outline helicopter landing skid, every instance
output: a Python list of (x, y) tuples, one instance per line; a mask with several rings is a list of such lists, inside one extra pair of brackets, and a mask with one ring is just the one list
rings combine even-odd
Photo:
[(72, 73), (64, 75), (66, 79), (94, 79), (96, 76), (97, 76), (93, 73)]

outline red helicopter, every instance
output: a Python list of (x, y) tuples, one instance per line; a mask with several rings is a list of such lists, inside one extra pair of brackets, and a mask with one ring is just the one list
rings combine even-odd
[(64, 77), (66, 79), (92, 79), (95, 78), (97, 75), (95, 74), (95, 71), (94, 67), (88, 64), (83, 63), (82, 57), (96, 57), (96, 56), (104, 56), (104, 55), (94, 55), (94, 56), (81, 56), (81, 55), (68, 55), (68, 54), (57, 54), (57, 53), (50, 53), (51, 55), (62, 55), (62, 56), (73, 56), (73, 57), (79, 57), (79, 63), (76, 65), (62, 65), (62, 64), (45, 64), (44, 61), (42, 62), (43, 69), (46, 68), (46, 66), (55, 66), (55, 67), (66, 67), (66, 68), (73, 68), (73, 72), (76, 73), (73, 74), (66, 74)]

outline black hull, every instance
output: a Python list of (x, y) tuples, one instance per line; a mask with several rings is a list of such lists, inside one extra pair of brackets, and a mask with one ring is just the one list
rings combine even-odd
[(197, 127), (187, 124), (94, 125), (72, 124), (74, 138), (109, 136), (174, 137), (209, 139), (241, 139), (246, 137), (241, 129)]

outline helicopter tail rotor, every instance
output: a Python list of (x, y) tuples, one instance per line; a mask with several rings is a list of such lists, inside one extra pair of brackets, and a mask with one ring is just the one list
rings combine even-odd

··········

Task directions -> Quote the lines above word for word, beginning with the line containing "outline black hull, every instance" and continuing through the last line, inclusive of both ends.

Answer in full ->
outline black hull, every instance
output: a Python list of (x, y) tuples, one instance per line; a mask with several rings is a list of such lists, inside one extra pair of brackets, and a mask with one ring is just the one list
rings combine even-odd
[(197, 127), (187, 124), (94, 125), (72, 124), (74, 138), (109, 136), (174, 137), (209, 139), (241, 139), (246, 137), (241, 129)]

outline helicopter tail rotor, every instance
output: a Python list of (x, y) tuples, one instance per line; a mask with several rings is a list of such lists, inside one extra pair of brackets, and a mask with one ring is just the one list
rings combine even-odd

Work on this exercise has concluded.